Instância de Retemperação.

Incursões

Instância de Retemperação.

Au Bonheur des Dames 304

d'oliveira, 23.01.12

 

 

Não perceberam nada!...

 

 

 

Eu, às vezes, descreio dos meus compatriotas.

 

Então o Senhor Presidente da República, no seu papel de reformado, fez galhofa e a imensa maioria dos portugueses (até mesmo os senhores drs Marcelo Rebelo de Sousa e Vasco Puído Valente!!!) tomaram-no a sério?

 

Estava S.ª Ex.ª preocupado com o baixo moral dos lusitanos, com a lancinante tristeza que percorre noticiários, mesas redondas, manifestações (para não ir mais longe, a dos indignados,  a que o meu camarada de blog fez publicidade aí em baixo, foi o fiasco que se sabe –não chegavam a mil...- porque as restantes dezenas de milhares tinham ficado em casa empapadas em lágrimas, soluços, choro, ranger de dentes, enfim, consumidas num desgosto atroz e malsão) e, justamente preocupado, entendeu substituir o Hermann José na árdua tarefa de nos levantar o astral.

-*-

◆ O que fazer ◆
**A.** Segundo o texto sobre o Presidente da República:
(i) Com que estava preocupado o Presidente?
(ii) Quantas pessoas foram à manifestação dos indignados?
(iii) Quem entendeu o Presidente substituir?
**B.** As afirmações seguintes estão de acordo com o texto sobre o Presidente da República?
(i) O autor diz que, às vezes, descrê dos compatriotas.
(ii) A manifestação dos indignados reuniu dezenas de milhares de pessoas.
(iii) O Presidente aparece no papel de reformado.
**C.** Retome o texto sobre o Presidente da República a partir do ponto em que termina.

◆ Bloco de dados ◆
-*-

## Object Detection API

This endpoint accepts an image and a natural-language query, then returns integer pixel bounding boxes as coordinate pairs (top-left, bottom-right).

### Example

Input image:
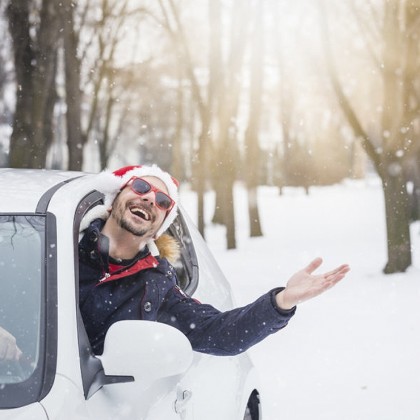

-*-

◆ Em resposta ◆
**A.**
(i) Com o baixo moral dos lusitanos.
(ii) Menos de mil.
(iii) O Hermann José.

**B.**
(i) Sim: "Eu, às vezes, descreio dos meus compatriotas."
(ii) Não: "não chegavam a mil"
(iii) Sim: "no seu papel de reformado"

**C.**
 

Sabe-se, ou pelo menos supõe-se, que meditou longamente no modo de chegar a um número máximo de cidadãos, coisa que, mesmo para um Presidente de República, não é coisa fácil. Nada fácil. A lusitanagem, logo que lobriga um político, seja ele qual for, põe-se a milhas, vai dar uma volta ao bilhar grande, abre em força para longe, finge que está a estudar materialismo dialéctico (isto sobretudo nas franjas da Juventude Comunista que é muito dada a exercícios espirituais difíceis e a preparar o corpo e o espírito para os insondáveis martírios que o Comité Central, volta e meia, lhes promete quando fala da “reacção” que aí vem) enfim, assobia para o lado e escafede-se a grande velocidade.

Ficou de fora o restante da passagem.